Request —
In the copy, include every entry exactly but none of the images.

Records to use —
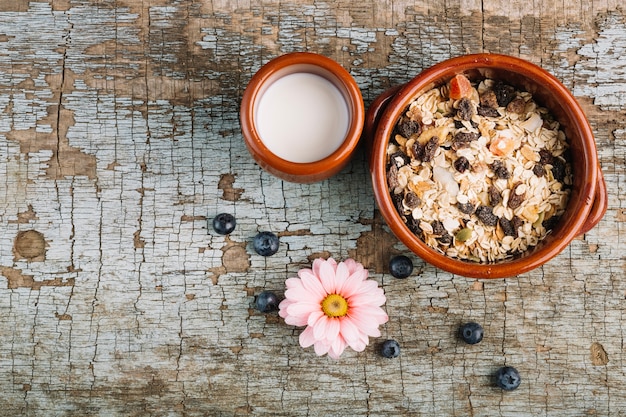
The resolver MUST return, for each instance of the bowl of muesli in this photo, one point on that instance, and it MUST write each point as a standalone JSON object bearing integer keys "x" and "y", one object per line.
{"x": 484, "y": 165}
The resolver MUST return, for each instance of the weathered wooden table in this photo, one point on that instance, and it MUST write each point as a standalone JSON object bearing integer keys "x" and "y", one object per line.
{"x": 120, "y": 139}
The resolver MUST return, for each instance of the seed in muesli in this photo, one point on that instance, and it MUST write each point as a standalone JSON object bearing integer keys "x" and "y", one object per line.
{"x": 478, "y": 170}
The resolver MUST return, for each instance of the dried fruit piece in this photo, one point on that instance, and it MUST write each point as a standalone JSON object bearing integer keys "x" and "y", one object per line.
{"x": 502, "y": 145}
{"x": 463, "y": 139}
{"x": 488, "y": 99}
{"x": 515, "y": 199}
{"x": 507, "y": 227}
{"x": 465, "y": 208}
{"x": 517, "y": 105}
{"x": 500, "y": 170}
{"x": 461, "y": 164}
{"x": 411, "y": 200}
{"x": 539, "y": 170}
{"x": 408, "y": 127}
{"x": 504, "y": 93}
{"x": 465, "y": 110}
{"x": 545, "y": 157}
{"x": 460, "y": 87}
{"x": 494, "y": 196}
{"x": 485, "y": 215}
{"x": 487, "y": 111}
{"x": 558, "y": 169}
{"x": 399, "y": 159}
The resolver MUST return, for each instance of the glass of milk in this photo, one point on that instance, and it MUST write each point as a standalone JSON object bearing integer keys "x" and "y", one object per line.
{"x": 302, "y": 116}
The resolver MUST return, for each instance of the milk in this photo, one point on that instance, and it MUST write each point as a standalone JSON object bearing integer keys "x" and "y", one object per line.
{"x": 302, "y": 117}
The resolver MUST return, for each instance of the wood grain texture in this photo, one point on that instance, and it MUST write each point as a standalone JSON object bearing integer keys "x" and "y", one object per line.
{"x": 120, "y": 140}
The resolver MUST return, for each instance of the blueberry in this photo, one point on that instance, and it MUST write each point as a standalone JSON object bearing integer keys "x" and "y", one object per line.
{"x": 471, "y": 333}
{"x": 508, "y": 378}
{"x": 390, "y": 349}
{"x": 224, "y": 223}
{"x": 266, "y": 301}
{"x": 266, "y": 243}
{"x": 400, "y": 266}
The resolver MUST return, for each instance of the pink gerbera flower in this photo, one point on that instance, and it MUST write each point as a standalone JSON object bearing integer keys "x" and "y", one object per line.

Exercise output —
The resolver MUST return, for each instance of the bowl of muesli in this photo, one point on that instance, and it MUST write each point as a standalone JSON object bearing integer keys "x" and "y", one object per line.
{"x": 484, "y": 165}
The resolver MUST return, for each instance of the weathered wooden table in this photo, one point on that instance, and it MUST write each point as a standalone JSON object bearing integer keys "x" and "y", one object per line.
{"x": 120, "y": 139}
The resolver MUST return, for each instance of the seed in muesli in this photo, one point on that instance, and it MUST write each point as a standalone JSON object bearing integer keys "x" and "y", one object per line.
{"x": 478, "y": 170}
The resolver MUST return, for each instance of the dried fruit piece in this photo, one point on that instance, and it MUST write each point as a standalone JSON object bearing integer keys "x" and "y", one object per line.
{"x": 502, "y": 145}
{"x": 463, "y": 139}
{"x": 488, "y": 99}
{"x": 515, "y": 199}
{"x": 507, "y": 227}
{"x": 465, "y": 208}
{"x": 517, "y": 105}
{"x": 500, "y": 170}
{"x": 461, "y": 164}
{"x": 411, "y": 200}
{"x": 539, "y": 170}
{"x": 408, "y": 127}
{"x": 504, "y": 93}
{"x": 465, "y": 110}
{"x": 545, "y": 157}
{"x": 460, "y": 87}
{"x": 494, "y": 196}
{"x": 485, "y": 215}
{"x": 487, "y": 111}
{"x": 558, "y": 169}
{"x": 399, "y": 159}
The resolver MUST return, for each instance of the glass of milk in this photo, one point on that instance, and it MUST write each point as a standalone JSON object bearing integer keys "x" and "y", one object per line.
{"x": 302, "y": 116}
The resolver MUST return, for each instance of the milk in this photo, one point on that instance, and it MUST write each point as a standalone JSON object bearing integer keys "x" and "y", one object per line.
{"x": 302, "y": 117}
The resolver MUST return, for each instance of the wood grain texture in this photo, one point on that instance, and it MUST write each point as a standalone JSON object bearing integer keys "x" and "y", one object per line.
{"x": 120, "y": 140}
The resolver MUST return, for each instance of the blueberry in this photo, one point on that instance, and it MUST write each point as a standalone JSON object bearing integer keys "x" and "y", one object per line.
{"x": 471, "y": 333}
{"x": 508, "y": 378}
{"x": 390, "y": 349}
{"x": 224, "y": 223}
{"x": 266, "y": 301}
{"x": 266, "y": 243}
{"x": 400, "y": 266}
The resolver MUST return, for each instance of the pink gerbera flower in this photo, one point on that instance, and it MUST write each point as a standalone JSON object bearing integer keys "x" and "y", one object per line.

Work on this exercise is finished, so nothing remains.